> **TASK MATERIAL**
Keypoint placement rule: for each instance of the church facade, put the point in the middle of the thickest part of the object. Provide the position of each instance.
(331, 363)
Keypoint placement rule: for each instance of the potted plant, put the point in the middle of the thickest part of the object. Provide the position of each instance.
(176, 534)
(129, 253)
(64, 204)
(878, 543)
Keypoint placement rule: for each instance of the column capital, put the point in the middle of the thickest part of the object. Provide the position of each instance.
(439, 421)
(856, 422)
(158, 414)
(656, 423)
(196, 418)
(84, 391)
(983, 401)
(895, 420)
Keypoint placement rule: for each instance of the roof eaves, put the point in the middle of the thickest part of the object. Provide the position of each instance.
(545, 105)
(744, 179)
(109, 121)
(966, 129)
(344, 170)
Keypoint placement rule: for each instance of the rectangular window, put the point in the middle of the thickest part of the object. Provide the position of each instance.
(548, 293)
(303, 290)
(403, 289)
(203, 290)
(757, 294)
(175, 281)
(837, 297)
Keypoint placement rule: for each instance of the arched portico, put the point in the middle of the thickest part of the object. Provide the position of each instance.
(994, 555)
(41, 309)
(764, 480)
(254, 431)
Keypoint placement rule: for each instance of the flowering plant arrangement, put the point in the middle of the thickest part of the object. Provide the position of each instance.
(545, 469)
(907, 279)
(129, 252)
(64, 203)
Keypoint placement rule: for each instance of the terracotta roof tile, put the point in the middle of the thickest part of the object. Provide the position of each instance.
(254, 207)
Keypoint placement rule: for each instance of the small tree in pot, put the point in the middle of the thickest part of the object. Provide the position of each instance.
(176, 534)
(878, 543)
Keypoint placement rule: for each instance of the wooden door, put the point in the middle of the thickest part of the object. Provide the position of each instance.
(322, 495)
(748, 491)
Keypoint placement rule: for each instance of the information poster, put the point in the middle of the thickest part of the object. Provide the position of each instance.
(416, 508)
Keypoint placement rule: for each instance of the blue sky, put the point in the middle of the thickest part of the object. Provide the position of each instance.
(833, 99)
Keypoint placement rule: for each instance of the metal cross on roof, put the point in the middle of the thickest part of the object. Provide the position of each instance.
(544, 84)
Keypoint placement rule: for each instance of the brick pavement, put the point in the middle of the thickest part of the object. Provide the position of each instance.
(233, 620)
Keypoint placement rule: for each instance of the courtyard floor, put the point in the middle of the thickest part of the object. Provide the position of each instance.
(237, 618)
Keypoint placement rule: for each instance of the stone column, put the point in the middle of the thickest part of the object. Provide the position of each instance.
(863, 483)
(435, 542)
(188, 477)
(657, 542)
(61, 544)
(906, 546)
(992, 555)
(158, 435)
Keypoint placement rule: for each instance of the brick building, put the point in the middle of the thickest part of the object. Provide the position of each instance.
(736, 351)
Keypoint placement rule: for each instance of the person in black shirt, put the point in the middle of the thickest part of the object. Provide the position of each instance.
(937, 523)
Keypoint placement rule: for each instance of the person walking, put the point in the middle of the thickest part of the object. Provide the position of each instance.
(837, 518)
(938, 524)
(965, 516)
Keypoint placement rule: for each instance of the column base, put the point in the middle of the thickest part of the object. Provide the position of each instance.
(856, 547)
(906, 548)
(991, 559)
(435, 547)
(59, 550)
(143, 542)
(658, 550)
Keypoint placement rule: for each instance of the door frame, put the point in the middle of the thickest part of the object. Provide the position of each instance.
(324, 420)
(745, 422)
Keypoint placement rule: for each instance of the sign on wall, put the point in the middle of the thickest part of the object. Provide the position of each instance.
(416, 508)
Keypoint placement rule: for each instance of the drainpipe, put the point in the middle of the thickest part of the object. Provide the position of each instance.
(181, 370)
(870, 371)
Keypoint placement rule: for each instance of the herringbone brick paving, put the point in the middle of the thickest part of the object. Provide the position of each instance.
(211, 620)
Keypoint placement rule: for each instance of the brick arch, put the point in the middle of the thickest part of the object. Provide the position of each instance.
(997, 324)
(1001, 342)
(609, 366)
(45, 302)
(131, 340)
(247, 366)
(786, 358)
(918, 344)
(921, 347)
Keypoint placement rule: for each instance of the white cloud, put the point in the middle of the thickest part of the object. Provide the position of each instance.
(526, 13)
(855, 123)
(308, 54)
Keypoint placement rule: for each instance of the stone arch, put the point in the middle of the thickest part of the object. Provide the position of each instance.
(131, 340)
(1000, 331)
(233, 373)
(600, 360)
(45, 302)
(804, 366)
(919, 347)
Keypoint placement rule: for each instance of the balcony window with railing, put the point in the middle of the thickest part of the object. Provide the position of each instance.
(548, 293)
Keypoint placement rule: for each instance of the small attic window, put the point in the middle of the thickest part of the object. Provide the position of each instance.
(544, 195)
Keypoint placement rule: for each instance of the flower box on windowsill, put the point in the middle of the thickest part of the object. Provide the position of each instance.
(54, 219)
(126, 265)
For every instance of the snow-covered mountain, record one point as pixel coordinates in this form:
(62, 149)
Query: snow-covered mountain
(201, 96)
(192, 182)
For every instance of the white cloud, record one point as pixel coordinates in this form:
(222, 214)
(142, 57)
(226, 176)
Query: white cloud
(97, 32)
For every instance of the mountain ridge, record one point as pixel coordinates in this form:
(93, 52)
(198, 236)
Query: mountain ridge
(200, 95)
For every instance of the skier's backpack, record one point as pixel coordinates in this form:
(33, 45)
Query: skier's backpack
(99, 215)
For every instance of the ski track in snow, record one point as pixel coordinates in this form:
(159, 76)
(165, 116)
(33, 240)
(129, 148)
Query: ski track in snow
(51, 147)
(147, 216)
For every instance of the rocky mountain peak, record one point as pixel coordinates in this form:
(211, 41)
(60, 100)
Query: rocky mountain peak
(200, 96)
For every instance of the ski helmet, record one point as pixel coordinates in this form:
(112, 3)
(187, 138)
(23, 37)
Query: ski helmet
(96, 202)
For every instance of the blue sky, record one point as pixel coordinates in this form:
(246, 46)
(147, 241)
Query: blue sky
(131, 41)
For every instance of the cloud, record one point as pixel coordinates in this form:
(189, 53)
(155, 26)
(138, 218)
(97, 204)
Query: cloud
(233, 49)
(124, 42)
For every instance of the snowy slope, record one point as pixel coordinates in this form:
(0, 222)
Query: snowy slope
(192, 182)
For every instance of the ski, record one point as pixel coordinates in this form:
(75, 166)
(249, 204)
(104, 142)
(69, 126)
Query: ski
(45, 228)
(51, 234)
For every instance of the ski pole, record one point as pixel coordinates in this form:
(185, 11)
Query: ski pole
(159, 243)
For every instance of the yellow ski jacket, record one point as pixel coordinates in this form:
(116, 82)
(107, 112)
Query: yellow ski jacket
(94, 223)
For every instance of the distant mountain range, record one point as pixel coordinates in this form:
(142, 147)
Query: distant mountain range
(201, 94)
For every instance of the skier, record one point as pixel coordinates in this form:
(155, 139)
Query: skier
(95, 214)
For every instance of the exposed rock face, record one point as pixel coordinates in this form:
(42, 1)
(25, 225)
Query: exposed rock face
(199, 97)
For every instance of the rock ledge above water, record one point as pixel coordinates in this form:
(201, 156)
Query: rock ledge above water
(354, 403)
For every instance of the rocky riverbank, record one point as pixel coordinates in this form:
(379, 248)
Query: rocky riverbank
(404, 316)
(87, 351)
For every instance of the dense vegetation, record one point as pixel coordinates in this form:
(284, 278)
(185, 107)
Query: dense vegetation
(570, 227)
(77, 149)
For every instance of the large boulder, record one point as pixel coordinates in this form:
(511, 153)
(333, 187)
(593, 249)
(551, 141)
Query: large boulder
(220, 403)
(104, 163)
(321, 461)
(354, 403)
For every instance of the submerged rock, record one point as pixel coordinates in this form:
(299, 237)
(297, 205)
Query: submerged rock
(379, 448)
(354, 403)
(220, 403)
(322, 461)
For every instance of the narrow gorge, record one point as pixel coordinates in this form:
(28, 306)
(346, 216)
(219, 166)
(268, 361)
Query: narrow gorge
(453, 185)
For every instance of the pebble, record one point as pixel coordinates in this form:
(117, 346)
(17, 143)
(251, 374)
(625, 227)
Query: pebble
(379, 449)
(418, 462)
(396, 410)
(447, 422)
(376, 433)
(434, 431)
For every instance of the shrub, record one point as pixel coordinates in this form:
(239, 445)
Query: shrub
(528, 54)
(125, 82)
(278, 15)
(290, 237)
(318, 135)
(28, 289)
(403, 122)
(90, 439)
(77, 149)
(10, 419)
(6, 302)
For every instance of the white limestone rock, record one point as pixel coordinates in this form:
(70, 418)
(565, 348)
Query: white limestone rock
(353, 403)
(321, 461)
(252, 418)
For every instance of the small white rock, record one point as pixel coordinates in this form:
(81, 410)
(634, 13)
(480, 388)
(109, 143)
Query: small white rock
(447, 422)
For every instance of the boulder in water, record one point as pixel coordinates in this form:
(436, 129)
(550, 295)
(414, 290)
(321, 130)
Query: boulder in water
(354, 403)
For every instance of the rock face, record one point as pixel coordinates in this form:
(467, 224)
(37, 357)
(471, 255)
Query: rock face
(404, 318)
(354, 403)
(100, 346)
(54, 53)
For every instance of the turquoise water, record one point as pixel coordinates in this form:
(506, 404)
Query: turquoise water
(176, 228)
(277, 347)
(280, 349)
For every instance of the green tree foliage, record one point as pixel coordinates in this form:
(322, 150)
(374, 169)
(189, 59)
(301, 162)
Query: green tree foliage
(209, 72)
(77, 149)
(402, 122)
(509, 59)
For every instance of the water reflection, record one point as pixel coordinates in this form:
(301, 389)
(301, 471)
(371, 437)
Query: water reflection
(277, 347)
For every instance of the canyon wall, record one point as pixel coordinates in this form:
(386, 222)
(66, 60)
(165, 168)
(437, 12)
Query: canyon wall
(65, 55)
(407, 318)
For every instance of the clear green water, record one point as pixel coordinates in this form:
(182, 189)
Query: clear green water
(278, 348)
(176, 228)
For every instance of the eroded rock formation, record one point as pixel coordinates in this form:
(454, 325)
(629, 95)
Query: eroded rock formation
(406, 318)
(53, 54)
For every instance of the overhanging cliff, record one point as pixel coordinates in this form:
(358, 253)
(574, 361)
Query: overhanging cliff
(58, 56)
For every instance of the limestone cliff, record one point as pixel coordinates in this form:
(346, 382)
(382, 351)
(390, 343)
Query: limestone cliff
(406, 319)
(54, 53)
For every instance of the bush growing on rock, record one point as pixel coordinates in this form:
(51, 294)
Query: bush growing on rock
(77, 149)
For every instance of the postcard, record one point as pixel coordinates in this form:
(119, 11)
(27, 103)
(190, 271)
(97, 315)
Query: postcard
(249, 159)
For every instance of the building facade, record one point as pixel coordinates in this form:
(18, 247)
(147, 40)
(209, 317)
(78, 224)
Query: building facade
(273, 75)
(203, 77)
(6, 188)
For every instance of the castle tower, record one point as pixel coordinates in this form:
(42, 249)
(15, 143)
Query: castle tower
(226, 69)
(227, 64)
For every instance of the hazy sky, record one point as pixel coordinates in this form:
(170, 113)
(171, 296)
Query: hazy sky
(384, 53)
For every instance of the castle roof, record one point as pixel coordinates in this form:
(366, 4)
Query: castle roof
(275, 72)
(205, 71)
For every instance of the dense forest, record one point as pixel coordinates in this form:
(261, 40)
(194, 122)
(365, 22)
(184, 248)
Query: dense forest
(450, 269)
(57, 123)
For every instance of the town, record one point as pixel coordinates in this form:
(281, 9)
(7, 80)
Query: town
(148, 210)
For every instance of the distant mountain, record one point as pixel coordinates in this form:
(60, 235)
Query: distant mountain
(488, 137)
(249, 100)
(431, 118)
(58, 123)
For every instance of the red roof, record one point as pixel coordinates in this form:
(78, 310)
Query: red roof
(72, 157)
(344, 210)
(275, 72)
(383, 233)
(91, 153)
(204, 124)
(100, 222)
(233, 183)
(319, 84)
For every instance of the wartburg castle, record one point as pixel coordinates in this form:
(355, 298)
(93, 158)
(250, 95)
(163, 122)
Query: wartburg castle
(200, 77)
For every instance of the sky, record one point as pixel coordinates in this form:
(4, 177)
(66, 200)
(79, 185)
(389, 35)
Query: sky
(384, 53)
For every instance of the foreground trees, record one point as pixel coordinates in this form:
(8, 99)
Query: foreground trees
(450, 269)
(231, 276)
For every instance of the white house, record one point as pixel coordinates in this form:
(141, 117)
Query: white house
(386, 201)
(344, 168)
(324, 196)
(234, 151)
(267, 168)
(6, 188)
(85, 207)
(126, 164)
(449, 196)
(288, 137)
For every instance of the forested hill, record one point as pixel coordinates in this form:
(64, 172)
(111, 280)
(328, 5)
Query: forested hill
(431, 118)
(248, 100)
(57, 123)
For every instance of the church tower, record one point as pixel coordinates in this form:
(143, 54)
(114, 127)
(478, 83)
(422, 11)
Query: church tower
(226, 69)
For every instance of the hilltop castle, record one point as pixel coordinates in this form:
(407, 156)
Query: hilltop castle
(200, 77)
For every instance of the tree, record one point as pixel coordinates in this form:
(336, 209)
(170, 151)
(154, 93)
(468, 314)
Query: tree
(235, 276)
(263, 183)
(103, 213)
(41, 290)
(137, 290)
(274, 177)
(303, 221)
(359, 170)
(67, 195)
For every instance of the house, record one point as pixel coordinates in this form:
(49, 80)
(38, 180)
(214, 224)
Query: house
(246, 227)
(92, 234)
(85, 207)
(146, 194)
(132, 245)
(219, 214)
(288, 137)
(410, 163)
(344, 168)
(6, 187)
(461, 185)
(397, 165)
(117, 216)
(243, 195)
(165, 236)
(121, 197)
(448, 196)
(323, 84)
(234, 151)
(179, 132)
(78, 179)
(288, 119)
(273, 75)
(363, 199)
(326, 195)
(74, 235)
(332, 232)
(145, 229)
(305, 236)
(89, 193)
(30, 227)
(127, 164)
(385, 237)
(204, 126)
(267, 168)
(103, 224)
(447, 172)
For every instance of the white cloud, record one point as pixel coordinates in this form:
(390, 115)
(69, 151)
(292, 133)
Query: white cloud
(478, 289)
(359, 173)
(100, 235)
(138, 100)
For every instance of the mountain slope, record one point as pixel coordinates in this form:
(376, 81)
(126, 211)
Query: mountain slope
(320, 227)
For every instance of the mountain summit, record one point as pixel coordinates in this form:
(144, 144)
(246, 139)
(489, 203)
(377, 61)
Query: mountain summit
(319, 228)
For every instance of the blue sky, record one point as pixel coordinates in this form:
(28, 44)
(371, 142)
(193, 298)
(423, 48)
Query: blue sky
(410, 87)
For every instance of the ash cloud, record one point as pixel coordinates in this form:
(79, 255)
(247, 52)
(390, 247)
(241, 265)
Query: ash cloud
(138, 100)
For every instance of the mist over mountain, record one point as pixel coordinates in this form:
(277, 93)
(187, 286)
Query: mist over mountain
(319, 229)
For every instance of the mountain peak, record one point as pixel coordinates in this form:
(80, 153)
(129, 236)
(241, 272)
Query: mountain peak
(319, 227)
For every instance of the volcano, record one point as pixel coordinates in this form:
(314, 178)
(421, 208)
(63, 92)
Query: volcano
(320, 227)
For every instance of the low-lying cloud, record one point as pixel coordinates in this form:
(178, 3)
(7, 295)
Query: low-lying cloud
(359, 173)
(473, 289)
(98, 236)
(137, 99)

> **WHAT YOU WILL DO**
The line containing "Query: mountain peak" and every line after it, up to and including the last line of the records, should be reproduced exactly, with nothing else.

> **WRITTEN SOLUTION**
Query: mountain peak
(319, 227)
For every instance of the volcano, record one point as pixel coordinates in this form:
(314, 178)
(421, 208)
(63, 92)
Query: volcano
(320, 227)
For every instance of the low-lying cloud, record one point as pixel coordinates in this form:
(178, 3)
(7, 295)
Query: low-lying cloud
(359, 173)
(473, 289)
(98, 236)
(137, 99)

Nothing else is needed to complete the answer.